------ Texto de la página

Escribe Pasolini que cuando una película despierta dudas, conviene evaluar su posicionamiento político. De Nuevo Orden (Michel Franco) se ha escrito mucho ya, pero permítanme ofrecer mi punto de vista de europeo. El filme pone en escena un alzamiento de una parte de la población, descrita como trabajadora y mestiza contra las élites adineradas y blancas, es decir, un conflicto a la vez social y racial, que acaba desembocando en una militarización autoritaria del estado. En medio de este enfrentamiento, Franco parece darle una oportunidad solo a aquellos personajes que encarnan una visión idealizada (desde el punto de vista del colonialismo) de la relación de clase: el amo paternalista y el criado agradecido.

Lo más molesto, sin embargo, es hasta qué punto este alzamiento es únicamente descrito como un saqueo llevado a cabo por delincuentes, evitando sistemáticamente cederles el punto de vista (lo que no ocurre con los demás grupos presentes). A lo sumo, los asaltantes son representados como los apaches de un mal western, cubiertos con sus amenazadoras pinturas de guerra, o como los inconscientes zombis de George Romero. Considerando esa falta de identificación posible, Nuevo Orden acaba remitiendo a una actualización estéticamente mejorada de las películas de rape and revenge de la época reaganiana.

Frente a la distopía apocalíptica de Franco, la brasileña Casa de antigüedades de João Paulo Miranda Maria se centra en el personaje de Cristovam, un hombre mayor nacido en el norte de Brasil, tras emigrar hacia el sur, en una antigua colonia austríaca para trabajar en una granja. Cristovam, interpretado por Antonio Pitanga, actor negro del Cinema Novo, es víctima de la lógica económica neoliberal de la empresa, así como del racismo cotidiano que le dedican los habitantes de piel clara. En oposición al espacio de la granja, aséptico y racionalizado hasta la caricatura, Cristovam descubre una vieja cabaña en el bosque, un lugar marginal por el que transitan los lugareños para dejar libre curso a sus comportamientos más pulsionales, y en el que Cristovam encontrará una serie de objetos que lo irán transformando, apelando al realismo mágico para representar un retorno a sus raíces culturales no exento de violencia, pero desdramatizado por un humor que borda lo grotesco.

------------

## Objetivo de la tarea
Retoma la crítica sobre Nuevo Orden y Casa de antigüedades y continúala a partir de su última oración.

------ Datos mostrados

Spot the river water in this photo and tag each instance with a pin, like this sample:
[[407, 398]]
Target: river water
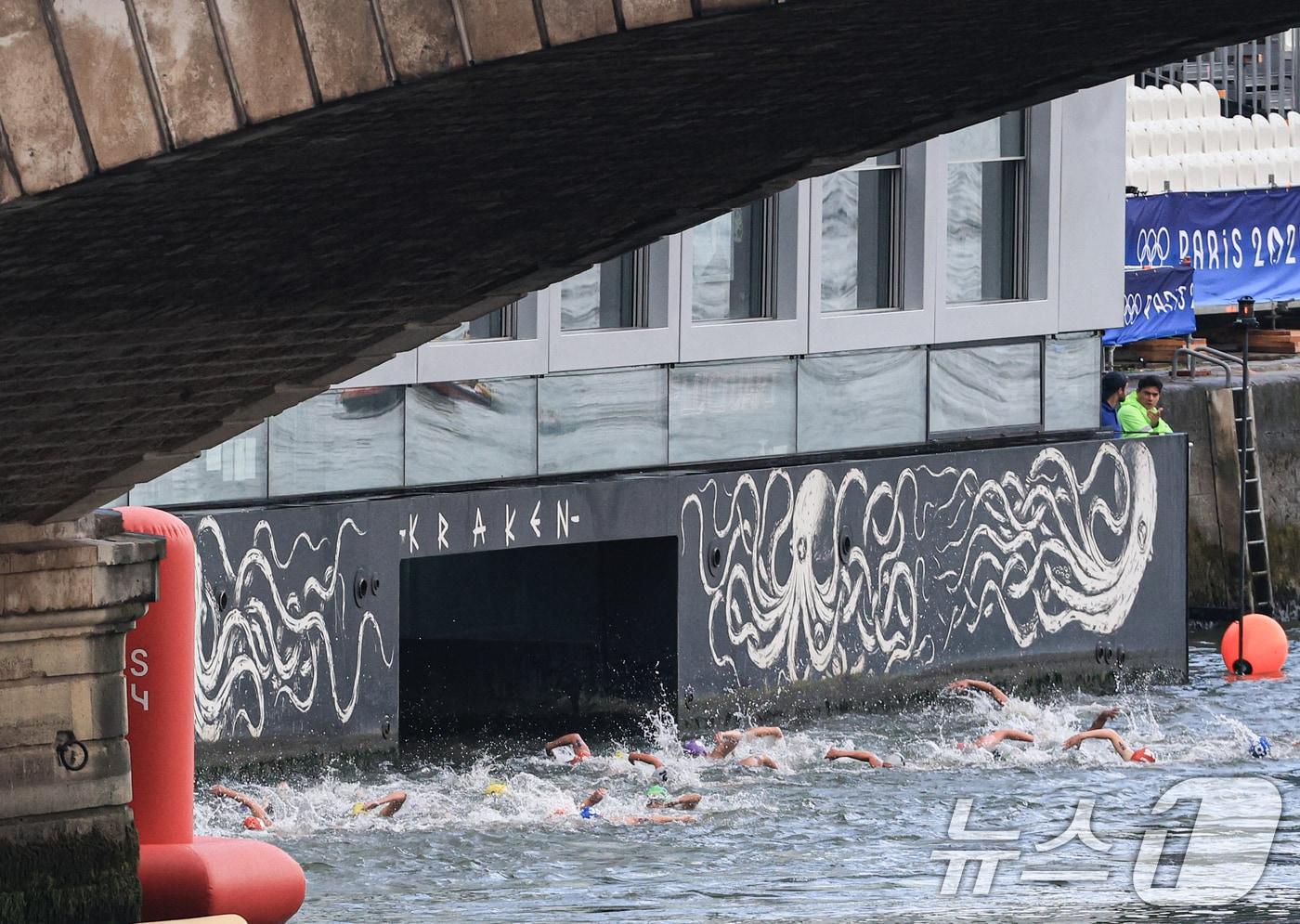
[[816, 841]]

------------

## Respuesta del ejercicio
 

Creando conciencia

La toma de conciencia vertebra otras dos películas, La chica nueva, de la argentina Micaela Gonzalo; y Tengo miedo torero, del chileno Rodrigo Sepúlveda. La primera retoma el realismo social de los hermanos Dardenne para contar con honestidad la historia de Jimena, una joven introvertida con dificultades económicas, que deja Buenos Aires para reunirse en la Patagonia con su hermanastro Mariano. Allí, llevará a cabo su iniciación sentimental y política, bajo la mirada ambigua de su hermano mayor.

Tengo miedo torero enfoca la política desde lo queer, a través de su personaje principal, La Loca, interpretado por Alfredo Castro. En el periodo final de la dictadura de Pinochet, el viejo y miserable travesti trabaja como costurera para miembros de la alta sociedad de Santiago. Durante una redada de la policía, La Loca es salvado por un joven activista izquierdista mexicano, y los dos personajes inician una relación compleja y desigual, en la que se mezclan sentimientos e intereses políticos. La película abandona progresivamente las coordenadas de la ficción política para orientarse hacia el melodrama, en el que los sentimientos acaban por llevárselo todo por delante, en una especie de relectura queer de Casablanca.

Uzi, de José Luis Valle, con su historia de un viejo asesino a sueldo retirado, propietario de unos baños públicos sin clientela, al que le proponen cometer un último crimen para rehacer su vida, elabora una relectura histórica de la violencia desde una cierta nostalgia teñida de buenas intenciones.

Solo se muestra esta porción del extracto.